Natural-language object grounding data
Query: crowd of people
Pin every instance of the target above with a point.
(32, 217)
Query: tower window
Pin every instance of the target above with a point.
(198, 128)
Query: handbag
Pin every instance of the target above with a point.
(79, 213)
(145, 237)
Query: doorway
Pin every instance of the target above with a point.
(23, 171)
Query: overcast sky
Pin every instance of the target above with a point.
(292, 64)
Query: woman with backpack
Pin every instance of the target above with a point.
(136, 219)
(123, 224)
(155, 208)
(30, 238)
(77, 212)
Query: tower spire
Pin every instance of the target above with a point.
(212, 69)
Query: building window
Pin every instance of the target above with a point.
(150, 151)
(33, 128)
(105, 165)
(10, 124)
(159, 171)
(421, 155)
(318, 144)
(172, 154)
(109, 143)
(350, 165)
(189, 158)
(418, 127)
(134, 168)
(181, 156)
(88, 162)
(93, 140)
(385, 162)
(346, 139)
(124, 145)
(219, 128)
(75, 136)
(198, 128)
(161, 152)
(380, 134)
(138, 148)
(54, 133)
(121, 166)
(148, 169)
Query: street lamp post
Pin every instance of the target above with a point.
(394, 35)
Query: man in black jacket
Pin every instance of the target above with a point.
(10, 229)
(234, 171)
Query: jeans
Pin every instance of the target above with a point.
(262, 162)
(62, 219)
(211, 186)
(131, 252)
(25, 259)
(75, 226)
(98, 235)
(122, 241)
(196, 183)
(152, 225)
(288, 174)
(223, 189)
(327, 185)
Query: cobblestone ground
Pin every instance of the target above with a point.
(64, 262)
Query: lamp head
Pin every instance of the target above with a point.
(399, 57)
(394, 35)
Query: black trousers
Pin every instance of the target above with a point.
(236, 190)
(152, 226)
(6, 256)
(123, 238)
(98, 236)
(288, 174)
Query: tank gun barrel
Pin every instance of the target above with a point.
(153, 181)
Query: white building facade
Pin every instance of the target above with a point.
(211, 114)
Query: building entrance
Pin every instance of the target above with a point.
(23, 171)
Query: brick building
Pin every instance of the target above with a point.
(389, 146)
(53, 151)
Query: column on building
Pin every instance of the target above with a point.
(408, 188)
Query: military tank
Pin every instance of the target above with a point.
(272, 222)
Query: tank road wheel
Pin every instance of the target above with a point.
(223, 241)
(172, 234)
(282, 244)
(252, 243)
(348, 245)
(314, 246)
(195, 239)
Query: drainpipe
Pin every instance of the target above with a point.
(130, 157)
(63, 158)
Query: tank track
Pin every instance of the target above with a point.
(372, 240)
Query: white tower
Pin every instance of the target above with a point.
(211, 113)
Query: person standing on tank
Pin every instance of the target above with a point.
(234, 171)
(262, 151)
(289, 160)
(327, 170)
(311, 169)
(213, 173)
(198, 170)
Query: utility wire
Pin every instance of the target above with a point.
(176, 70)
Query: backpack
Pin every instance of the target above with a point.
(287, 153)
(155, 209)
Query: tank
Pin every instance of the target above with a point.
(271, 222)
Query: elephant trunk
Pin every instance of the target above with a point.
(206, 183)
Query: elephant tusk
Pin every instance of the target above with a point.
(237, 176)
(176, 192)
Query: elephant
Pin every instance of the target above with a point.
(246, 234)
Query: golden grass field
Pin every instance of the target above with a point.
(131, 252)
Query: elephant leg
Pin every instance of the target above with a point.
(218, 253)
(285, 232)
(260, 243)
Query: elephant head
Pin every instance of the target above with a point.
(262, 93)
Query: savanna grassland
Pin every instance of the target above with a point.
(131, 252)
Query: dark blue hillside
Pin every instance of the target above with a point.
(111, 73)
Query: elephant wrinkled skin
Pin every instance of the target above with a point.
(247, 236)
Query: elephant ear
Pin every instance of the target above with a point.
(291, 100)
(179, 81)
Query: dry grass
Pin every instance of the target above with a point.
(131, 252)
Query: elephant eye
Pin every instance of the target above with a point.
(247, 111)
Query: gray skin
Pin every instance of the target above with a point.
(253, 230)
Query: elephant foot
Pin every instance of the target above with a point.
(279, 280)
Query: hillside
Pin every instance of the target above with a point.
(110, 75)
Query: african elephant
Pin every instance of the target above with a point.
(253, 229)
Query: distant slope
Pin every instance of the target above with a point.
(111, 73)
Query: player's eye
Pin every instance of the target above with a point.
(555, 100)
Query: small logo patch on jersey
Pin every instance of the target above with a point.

INSTRUCTIONS FOR THE TASK -> The full data must appear again, retyped in every detail.

SOLVED PROBLEM ->
Query: crowd of people
Pin every instance of the target above with a point.
(32, 217)
Query: tower window
Pin every instance of the target above with a point.
(198, 128)
Query: handbag
Pin every instance of the target above with a point.
(79, 213)
(145, 237)
Query: doorway
Pin every instance of the target above with a point.
(23, 171)
Query: overcast sky
Pin every instance of the target above with a point.
(292, 64)
Query: woman with backpack
Pin every instance of the target above with a point.
(136, 219)
(123, 224)
(155, 208)
(30, 238)
(77, 212)
Query: tower spire
Pin every instance of the target above with a point.
(212, 69)
Query: building window
Pin every instance of the target above with a point.
(150, 151)
(33, 128)
(105, 165)
(10, 124)
(159, 171)
(421, 155)
(318, 144)
(172, 154)
(109, 143)
(350, 165)
(189, 158)
(418, 127)
(134, 168)
(181, 156)
(88, 162)
(93, 140)
(385, 162)
(346, 139)
(124, 145)
(219, 128)
(75, 136)
(198, 128)
(161, 152)
(380, 134)
(138, 148)
(54, 133)
(121, 166)
(148, 169)
Query: street lamp post
Pin every instance of the target above with a point.
(394, 35)
Query: man in black jacket
Pin every instance of the target above with a point.
(10, 229)
(234, 171)
Query: jeans
Pin every instance of the target above with a point.
(262, 162)
(62, 219)
(211, 186)
(131, 252)
(25, 259)
(75, 226)
(98, 235)
(122, 241)
(196, 183)
(152, 225)
(288, 174)
(223, 189)
(327, 185)
Query: cobblestone ground
Pin every instance of the target above with a point.
(64, 262)
Query: lamp head
Pin every instance of the target above with a point.
(399, 57)
(394, 35)
Query: black trousers
Pin every instance of the target above with a point.
(236, 190)
(152, 226)
(6, 256)
(123, 238)
(98, 236)
(288, 174)
Query: tank gun barrel
Pin every instance of the target above with a point.
(153, 181)
Query: white building facade
Pin every instance of the target above with a point.
(211, 114)
Query: building entrance
Pin every instance of the target above with a point.
(23, 171)
Query: brick building
Pin every instance of the target above with a point.
(389, 146)
(53, 151)
Query: column on building
Pin every instance of the target above with a point.
(408, 188)
Query: military tank
Pin every instance of the target above with a point.
(272, 222)
Query: tank road wheel
Pin every instance of the target above with a point.
(223, 241)
(172, 234)
(282, 244)
(252, 243)
(348, 245)
(314, 246)
(195, 239)
Query: drainpipe
Pin every instance of the target above with a point.
(130, 157)
(63, 158)
Query: tank track
Pin every instance of the target above with a point.
(372, 240)
Query: white tower
Pin every instance of the target above with a point.
(211, 113)
Query: person standing on tank
Pin every instance of the target above with a point.
(234, 171)
(262, 151)
(289, 160)
(327, 170)
(311, 169)
(213, 173)
(198, 170)
Query: utility wire
Pin every instance of the target above with a point.
(176, 70)
Query: backpack
Pin every instance of the target above with a point.
(287, 153)
(155, 209)
Query: tank
Pin every instance of the target above with a point.
(271, 222)
Query: elephant trunk
Pin every instance of the target above with a point.
(206, 183)
Query: elephant tusk
Pin every instance of the target above with a point.
(237, 176)
(176, 192)
Query: elephant
Pin every instance of the target above with a point.
(246, 234)
Query: golden grass field
Pin every instance of the target above with a point.
(131, 252)
Query: elephant leg
Pin every instance of the target above with a point.
(218, 253)
(285, 232)
(260, 243)
Query: elephant head
Pin every instance of the target above with a point.
(262, 93)
Query: savanna grassland
Pin every instance of the target above with a point.
(131, 252)
Query: dark blue hillside
Pin every instance of the target above with a point.
(111, 73)
Query: elephant wrinkled skin
Pin every instance of the target above with a point.
(247, 236)
Query: elephant ear
Pin every instance of the target above with a point.
(291, 100)
(179, 81)
Query: dry grass
Pin every instance of the target above with a point.
(131, 252)
Query: elephant eye
Pin every instance of the target above with a point.
(247, 111)
Query: gray skin
Pin every instance of the target above with a point.
(253, 230)
Query: elephant foot
Pin every instance of the target above with a point.
(279, 280)
Query: hillside
Pin every instance of the target above with a point.
(110, 75)
Query: african elephant
Pin every instance of the target above with a point.
(253, 229)
Query: distant slope
Pin every instance of the target above with a point.
(111, 73)
Query: player's eye
Pin every instance of the target above with a point.
(555, 100)
Query: small logo patch on jersey
Pin every instance of the target above with a point.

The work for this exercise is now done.